# My grassbed/macro tank build



## Bluetangclan (Jan 23, 2010)

Figured I would put this up here, I will get pics in the near future, they are on my home computer right now. Over the weekend, I set up my 90 gallon tank with a 40 gallon sump under it. I began with seperating the sump into three sections and have some minor leaking from the overflow I will fix on thursday when i get some parts i am waiting on. After the tank was standing, I cleaned some aragonite sand from a cichlid tank I took down and mixed it with 2.5 gallons of mangrove mud. 

Getting it going: I put 4.5 gallons of fresh(as in collected the day before) mangrove mud in the bottom and promptly cut my finger on a shell that was mixed in. This filled about an inch. Then after smoothing the mud out, I put down the mixed mud and sand and smoothed it out. Thats about an 3 inches worth. On top of that i put down a layer of pure aragonite sand which added another .5"-1" to the substrate.

I put in 40 pounds of LR. Normally I would have went 75/25 baserock/LR but I am putting so little in the tank i figured i would go all the way, plus I really liked the pieces I got. I put this in the corner and a few more in the other corner. Wow that was more expensive than i remember and the LR was only 7.50, but its cool looking Haitian rock. I also got 10 pounds of rubble for the center chamber in the sump. 

I hooked up the lights, plugged in the heater and pump. Still missing one nozzle for the return but had the other one in place and the alternating SQWD is working flawlessly. 

Its still a little cloudy but i can see the back of the tank now. I have a few fiddler crabs running around, I dont expect them to last though, lots of pods, and a few snails and a small clam came in the mud. 

I am planning this to be filled with macro algae and later some sea grasses so I didnt hook up a skimmer. All the research from people with macro tanks points to skimmers not being very helpful in this case and most people do not use them. For fish I am getting pipefish and perhaps some shrimp gobies and pistol shrimp along with a variety of other shrimps. Not planning on corals except nuisance leathers or over growth from my reef tank. Its going to be awhile before I add any real livestock except some grass shrimp. I am figuring there will be enough die off from the mud to not have to worry about adding any dead shrimp or cycle fish.


----------

Problem to solve:
Translate this sentence from the tank build post into Spanish: "I also got 10 pounds of rubble for the center chamber in the sump." Rely only on the tank build post.

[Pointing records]
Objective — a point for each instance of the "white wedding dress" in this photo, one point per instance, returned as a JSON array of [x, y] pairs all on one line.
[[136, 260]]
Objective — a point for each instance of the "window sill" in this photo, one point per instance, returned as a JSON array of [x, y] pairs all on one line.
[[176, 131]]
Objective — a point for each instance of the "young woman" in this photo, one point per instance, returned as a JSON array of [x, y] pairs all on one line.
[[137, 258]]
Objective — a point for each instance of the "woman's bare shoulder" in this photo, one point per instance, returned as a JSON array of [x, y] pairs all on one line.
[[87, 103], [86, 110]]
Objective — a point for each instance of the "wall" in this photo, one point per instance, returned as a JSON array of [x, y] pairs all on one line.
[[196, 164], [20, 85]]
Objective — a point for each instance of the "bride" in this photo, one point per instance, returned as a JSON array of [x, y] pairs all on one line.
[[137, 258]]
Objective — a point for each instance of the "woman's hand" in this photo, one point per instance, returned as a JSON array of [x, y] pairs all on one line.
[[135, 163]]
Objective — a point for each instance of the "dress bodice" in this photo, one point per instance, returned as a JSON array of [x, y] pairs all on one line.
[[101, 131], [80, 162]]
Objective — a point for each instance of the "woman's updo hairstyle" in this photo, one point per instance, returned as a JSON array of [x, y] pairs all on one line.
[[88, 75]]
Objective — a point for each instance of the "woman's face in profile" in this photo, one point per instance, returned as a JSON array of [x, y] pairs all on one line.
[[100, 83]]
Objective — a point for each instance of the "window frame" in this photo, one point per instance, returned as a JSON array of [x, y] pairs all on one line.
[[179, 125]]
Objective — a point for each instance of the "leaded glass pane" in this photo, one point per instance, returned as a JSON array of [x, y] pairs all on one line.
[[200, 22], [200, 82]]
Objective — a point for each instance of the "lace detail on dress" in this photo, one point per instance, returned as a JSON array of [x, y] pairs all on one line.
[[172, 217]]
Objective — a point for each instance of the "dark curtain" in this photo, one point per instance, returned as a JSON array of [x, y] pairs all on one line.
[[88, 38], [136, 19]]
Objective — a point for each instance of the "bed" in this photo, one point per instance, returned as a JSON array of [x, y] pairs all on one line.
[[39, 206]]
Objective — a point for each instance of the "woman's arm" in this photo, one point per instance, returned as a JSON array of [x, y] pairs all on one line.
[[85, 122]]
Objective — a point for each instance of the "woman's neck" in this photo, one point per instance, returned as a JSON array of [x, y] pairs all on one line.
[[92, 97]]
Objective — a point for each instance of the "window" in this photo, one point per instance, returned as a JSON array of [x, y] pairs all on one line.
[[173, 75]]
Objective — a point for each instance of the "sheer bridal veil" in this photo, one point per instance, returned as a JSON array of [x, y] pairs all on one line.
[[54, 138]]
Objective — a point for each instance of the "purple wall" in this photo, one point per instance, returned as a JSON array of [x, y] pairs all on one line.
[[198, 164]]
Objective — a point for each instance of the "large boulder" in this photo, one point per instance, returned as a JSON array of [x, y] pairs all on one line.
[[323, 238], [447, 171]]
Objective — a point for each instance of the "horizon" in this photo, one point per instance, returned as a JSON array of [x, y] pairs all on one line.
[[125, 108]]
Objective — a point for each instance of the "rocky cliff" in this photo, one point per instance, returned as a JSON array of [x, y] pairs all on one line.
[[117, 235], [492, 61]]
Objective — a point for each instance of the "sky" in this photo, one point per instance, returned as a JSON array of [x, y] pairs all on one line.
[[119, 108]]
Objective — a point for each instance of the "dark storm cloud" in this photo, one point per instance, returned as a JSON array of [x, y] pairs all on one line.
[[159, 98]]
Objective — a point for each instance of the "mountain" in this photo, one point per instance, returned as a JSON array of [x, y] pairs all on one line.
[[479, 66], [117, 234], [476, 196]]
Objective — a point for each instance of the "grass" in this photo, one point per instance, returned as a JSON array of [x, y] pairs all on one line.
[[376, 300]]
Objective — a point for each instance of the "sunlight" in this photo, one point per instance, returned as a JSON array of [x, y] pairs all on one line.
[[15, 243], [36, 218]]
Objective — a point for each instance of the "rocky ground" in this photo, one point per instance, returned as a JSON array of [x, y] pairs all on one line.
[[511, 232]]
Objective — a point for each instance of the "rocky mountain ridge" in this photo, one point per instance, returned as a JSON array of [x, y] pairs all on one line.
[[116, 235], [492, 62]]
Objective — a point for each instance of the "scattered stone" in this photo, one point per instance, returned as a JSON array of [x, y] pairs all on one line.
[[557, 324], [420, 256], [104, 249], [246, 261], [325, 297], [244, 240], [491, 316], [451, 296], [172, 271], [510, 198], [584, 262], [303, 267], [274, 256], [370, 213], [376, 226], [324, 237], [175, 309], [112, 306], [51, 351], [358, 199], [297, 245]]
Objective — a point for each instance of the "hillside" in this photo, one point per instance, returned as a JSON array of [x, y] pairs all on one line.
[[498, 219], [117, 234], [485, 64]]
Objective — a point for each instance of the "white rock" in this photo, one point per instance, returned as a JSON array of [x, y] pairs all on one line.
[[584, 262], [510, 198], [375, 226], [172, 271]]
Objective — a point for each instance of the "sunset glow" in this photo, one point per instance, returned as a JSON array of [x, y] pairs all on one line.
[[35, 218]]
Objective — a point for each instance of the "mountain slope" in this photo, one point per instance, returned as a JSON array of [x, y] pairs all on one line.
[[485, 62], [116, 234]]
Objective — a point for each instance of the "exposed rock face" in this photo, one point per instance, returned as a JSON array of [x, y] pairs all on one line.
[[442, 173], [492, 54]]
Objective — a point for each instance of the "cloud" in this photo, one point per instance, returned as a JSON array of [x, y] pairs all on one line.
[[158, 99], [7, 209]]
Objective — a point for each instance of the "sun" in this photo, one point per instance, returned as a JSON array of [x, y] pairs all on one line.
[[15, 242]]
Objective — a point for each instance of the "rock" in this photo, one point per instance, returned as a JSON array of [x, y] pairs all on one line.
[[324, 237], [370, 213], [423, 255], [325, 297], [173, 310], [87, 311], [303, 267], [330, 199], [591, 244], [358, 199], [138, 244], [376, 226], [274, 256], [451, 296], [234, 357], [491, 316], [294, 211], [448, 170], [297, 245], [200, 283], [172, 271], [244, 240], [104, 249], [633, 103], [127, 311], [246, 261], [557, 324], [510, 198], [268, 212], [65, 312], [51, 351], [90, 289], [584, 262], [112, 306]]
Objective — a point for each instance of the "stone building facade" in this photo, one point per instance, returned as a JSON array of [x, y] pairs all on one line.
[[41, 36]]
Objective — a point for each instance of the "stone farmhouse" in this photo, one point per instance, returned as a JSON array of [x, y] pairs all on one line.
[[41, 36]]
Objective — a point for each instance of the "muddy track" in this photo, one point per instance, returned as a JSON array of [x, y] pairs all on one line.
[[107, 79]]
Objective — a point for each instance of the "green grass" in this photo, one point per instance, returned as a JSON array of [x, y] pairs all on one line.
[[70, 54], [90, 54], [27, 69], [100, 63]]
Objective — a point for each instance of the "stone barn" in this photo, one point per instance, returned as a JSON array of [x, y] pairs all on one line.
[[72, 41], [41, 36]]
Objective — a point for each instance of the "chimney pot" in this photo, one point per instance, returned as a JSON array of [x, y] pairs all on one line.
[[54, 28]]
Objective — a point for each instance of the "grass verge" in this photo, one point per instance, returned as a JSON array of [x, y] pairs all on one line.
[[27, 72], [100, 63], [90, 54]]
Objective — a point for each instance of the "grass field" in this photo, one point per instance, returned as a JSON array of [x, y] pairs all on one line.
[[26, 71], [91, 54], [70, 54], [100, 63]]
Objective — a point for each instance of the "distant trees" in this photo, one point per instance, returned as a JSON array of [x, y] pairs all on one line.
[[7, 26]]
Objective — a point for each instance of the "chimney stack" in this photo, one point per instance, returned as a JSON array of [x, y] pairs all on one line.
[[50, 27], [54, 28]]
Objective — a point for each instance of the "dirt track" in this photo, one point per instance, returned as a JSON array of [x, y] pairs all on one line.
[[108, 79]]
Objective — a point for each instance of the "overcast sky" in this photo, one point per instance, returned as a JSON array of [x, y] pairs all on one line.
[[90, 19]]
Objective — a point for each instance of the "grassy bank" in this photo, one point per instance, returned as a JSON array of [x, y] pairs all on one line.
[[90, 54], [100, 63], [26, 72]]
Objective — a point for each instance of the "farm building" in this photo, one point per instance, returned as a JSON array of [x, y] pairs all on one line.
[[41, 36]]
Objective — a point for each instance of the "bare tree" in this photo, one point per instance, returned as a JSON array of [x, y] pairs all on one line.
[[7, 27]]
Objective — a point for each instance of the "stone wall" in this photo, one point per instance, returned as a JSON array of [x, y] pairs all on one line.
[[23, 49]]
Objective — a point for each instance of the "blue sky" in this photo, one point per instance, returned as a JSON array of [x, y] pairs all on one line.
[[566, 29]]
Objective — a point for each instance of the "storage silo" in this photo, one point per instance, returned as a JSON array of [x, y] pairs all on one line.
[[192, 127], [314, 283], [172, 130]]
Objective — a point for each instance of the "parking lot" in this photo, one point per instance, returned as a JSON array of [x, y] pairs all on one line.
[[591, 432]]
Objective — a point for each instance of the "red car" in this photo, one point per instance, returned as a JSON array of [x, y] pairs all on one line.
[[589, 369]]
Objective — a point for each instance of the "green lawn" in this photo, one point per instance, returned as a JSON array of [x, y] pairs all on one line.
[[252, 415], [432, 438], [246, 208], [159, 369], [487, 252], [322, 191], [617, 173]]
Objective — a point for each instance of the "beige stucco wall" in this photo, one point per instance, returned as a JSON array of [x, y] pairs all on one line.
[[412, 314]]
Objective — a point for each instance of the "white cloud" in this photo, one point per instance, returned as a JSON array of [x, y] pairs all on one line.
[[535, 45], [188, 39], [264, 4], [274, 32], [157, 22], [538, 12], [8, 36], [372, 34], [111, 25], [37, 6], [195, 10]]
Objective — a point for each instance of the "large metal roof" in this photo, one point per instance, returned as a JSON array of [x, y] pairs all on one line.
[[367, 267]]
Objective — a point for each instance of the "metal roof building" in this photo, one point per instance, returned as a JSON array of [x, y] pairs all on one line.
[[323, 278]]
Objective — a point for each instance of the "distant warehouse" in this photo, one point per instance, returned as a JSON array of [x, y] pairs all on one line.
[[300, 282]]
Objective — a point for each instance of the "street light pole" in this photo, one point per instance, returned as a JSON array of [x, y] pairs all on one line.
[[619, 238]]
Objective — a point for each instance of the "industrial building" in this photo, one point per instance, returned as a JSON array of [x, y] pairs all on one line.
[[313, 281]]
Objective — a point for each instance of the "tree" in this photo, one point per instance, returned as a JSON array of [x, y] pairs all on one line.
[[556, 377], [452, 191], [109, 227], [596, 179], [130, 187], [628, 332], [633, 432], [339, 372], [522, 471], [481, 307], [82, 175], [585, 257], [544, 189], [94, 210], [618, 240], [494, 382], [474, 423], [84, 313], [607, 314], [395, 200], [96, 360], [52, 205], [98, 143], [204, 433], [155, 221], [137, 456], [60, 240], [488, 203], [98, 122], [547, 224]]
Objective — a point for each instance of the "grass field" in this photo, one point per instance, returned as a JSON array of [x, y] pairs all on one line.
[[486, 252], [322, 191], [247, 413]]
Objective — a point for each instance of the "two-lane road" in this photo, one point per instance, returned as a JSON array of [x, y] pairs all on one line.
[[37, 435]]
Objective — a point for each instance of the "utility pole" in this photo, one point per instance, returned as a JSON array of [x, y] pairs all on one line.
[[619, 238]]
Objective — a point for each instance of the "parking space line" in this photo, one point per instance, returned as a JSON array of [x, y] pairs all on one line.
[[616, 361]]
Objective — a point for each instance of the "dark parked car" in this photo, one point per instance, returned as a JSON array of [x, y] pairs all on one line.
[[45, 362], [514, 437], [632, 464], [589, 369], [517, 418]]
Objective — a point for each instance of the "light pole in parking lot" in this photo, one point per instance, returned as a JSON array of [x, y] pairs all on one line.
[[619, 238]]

Worked answer:
También conseguí 10 libras de escombros para la cámara central del sumidero.